Content starts

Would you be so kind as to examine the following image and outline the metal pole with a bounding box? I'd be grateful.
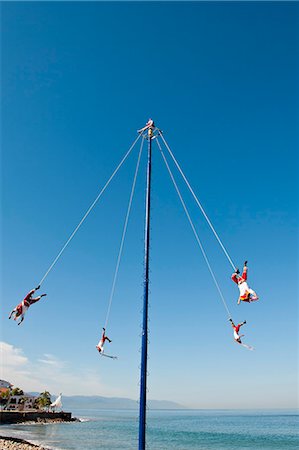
[138,124,153,450]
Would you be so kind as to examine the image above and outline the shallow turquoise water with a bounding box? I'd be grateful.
[0,409,298,450]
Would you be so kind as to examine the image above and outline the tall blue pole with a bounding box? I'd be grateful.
[138,124,153,450]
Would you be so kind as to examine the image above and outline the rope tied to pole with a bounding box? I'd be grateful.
[158,131,236,272]
[37,134,142,287]
[104,136,145,329]
[156,137,232,319]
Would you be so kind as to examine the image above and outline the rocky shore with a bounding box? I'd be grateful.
[0,411,75,425]
[16,417,80,425]
[0,436,48,449]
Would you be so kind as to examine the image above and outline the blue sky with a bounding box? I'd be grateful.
[1,1,298,409]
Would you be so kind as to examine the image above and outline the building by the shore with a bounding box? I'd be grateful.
[0,379,13,393]
[7,393,37,411]
[0,379,37,411]
[0,380,12,388]
[0,380,72,424]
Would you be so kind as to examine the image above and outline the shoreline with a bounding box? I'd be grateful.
[0,411,77,425]
[0,416,80,449]
[0,435,49,449]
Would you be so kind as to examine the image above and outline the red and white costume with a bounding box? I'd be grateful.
[137,119,155,133]
[229,319,254,350]
[9,288,45,324]
[233,323,243,342]
[231,266,258,304]
[96,329,111,353]
[229,320,246,343]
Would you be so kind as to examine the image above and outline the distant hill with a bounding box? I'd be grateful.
[27,393,184,410]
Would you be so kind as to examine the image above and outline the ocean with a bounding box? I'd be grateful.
[0,409,298,450]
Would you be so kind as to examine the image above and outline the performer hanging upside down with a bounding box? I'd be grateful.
[96,328,112,353]
[229,318,247,344]
[8,286,47,325]
[231,261,259,304]
[137,118,155,134]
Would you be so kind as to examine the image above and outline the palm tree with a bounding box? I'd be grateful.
[35,391,52,411]
[0,390,10,410]
[11,387,24,396]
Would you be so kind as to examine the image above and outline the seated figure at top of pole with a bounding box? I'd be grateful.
[137,119,155,134]
[8,286,47,325]
[231,261,259,304]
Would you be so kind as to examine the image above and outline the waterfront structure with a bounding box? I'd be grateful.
[0,379,13,391]
[6,394,37,411]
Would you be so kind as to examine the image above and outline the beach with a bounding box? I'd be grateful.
[0,436,46,450]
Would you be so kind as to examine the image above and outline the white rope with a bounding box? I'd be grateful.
[38,134,142,286]
[156,138,232,318]
[104,137,145,329]
[158,131,236,271]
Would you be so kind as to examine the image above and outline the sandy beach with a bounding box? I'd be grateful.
[0,436,47,450]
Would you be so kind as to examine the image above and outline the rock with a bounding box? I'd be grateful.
[0,437,47,449]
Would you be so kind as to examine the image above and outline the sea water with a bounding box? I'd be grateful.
[0,409,298,450]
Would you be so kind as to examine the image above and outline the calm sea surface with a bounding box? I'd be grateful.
[0,409,298,450]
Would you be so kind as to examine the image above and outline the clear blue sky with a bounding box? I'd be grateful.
[1,1,298,408]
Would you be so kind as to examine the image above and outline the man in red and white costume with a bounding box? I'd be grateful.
[137,119,155,134]
[229,318,247,344]
[96,328,112,353]
[231,261,258,304]
[9,286,47,325]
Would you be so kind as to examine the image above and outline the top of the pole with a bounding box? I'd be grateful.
[137,119,157,140]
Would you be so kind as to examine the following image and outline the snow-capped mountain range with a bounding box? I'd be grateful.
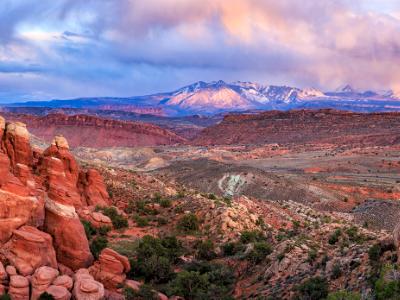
[7,80,400,116]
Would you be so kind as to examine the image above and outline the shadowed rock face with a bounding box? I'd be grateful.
[193,109,400,146]
[0,116,109,271]
[2,113,186,147]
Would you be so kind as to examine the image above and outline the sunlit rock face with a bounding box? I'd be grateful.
[0,115,111,271]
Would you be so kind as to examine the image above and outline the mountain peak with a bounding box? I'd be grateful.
[337,84,355,93]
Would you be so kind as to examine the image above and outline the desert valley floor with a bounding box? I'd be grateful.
[0,110,399,299]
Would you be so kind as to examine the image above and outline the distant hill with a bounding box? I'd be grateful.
[6,81,400,116]
[193,109,400,146]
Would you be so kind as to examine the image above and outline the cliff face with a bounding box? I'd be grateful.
[193,109,400,146]
[0,117,111,273]
[3,113,185,148]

Content ends

What is expected. Reproduce every line above word for word; no images.

Exercise answer.
Would you be so kind as to examine the following image and outline the metal pole with a bounding box? I'd be grateful.
[138,124,153,450]
Would you be so kind as to examine the image above and outline the shallow turquoise water with a bounding box? I'd be grateful.
[0,409,298,450]
Would you be so kind as to examine the image above and outline the tall blue pole with a bounding box? I'd be grateful.
[138,124,153,450]
Would you be so kind as to examine the image above and outline the rope tied to pole with a bounding box? I'd be grateful.
[158,131,236,272]
[37,134,142,287]
[104,136,145,329]
[156,137,232,319]
Would you be so kind as to examine the image above and outline the rocky shore with a bounding box? I'd be grateful.
[0,411,75,425]
[16,417,80,425]
[0,436,48,449]
Would you be so kind as to examine the image above and outline the blue sky with a bounding box? I'd be grateful.
[1,1,298,409]
Would you be so kind as to examine the image above and outline the building by the shore with a bounding box? I'd be grateful.
[0,379,13,393]
[7,393,37,411]
[0,379,37,411]
[0,380,12,388]
[0,380,72,424]
Would you be so kind as to examine the image above and outline the shoreline with a bounding box? I'd be grateful.
[0,411,77,425]
[0,416,80,449]
[0,435,49,449]
Would you be so kind as to examine the image above and outline the red and white costume with a bounding box? I'd be grateful.
[137,119,155,133]
[229,319,254,350]
[9,288,45,324]
[233,323,243,342]
[231,266,258,304]
[96,329,111,353]
[229,320,246,343]
Would you be so kind as to examine the image above and outline the distant hill with a bounding box? I'd be grateful.
[27,393,184,410]
Would you be so kind as to examine the image above and outline the ocean with a bounding box? I'd be grateful.
[0,409,298,450]
Would you be so kind as to examine the image above and outline the performer hanging upside down with a bounding box? I'd be grateful.
[96,328,112,353]
[229,318,247,344]
[8,286,47,325]
[231,261,259,304]
[137,118,155,134]
Would you be so kind as to examine the image above and outline the palm tree with a bounding box? I'd be grateful.
[35,391,52,411]
[0,390,10,410]
[11,387,24,396]
Would you be so kind as to examine the image above and outline the seated figure at top of pole with a bounding box? I'd be grateful.
[137,119,155,134]
[8,286,47,325]
[231,261,259,304]
Would you be so kind as to examine the image above and outline the waterfront structure with a bounding box? I'd be grateful.
[0,379,13,391]
[6,394,37,411]
Would you be so kind as to examine the image above and outline the beach with a bounding box? I'd be grateful.
[0,436,46,450]
Would you be so kind as to examine the image above and outline the white rope with a bounding box? I'd be grateful.
[38,134,142,286]
[156,138,232,318]
[104,137,145,329]
[158,131,236,271]
Would you be so kind as to examine the image above and outline the sandy beach with a bounding box? I'd be grateful.
[0,436,47,450]
Would you be so kind as to examine the image above and outline the rock with a bounding box? I'd be grateful.
[0,437,47,449]
Would you be so kind as to examine the image above and outline the sea water with a bounding box? I'd be grateful.
[0,409,298,450]
Would you be so kind as to examine the image above and outline the calm sea surface with a bounding box? I'd be grateful.
[0,409,298,450]
Would you be so kind as to examine the image above and outline the clear blue sky with a bounding box? I'd be grateful.
[1,1,298,408]
Would you be so kind as to examine the image above and outline the man in red and white costume with a bounding box? I'd be grateful.
[137,119,155,134]
[229,318,247,344]
[96,328,112,353]
[231,261,258,304]
[9,286,47,325]
Would you be so kind as to examine the image above and outline the top of the pole with a bounding box? I'd be grateful.
[137,119,157,140]
Would you be so kind as to examine the following image and outline the snow-capped mountain range with a bounding box? I'd be grateful.
[7,80,400,116]
Would you be so kind as to examine the image above and outline the shadowed rock face with a bounding box? I'd be grateful.
[193,109,400,146]
[0,116,109,271]
[2,113,186,147]
Would you be so kind as to examine the image above and outline the sunlit rock face with a bounding box? I'd be grateful.
[0,115,111,271]
Would you be so kind as to examine the image above and outline the mountain peak with a bounding box? I'd be grateful.
[337,84,355,93]
Would you be so kind as to examine the image above and outline the desert valley floor with a bounding box? I'd be grateful.
[0,110,399,299]
Would you be so kind as to examine the image above and outline the distant hill with a bounding box? I'd be grateful.
[6,81,400,116]
[193,109,400,146]
Would you be so kind as to examine the image above and outline the cliff face with a bounding box? I'd be grateful.
[193,109,400,146]
[0,117,111,273]
[3,113,185,148]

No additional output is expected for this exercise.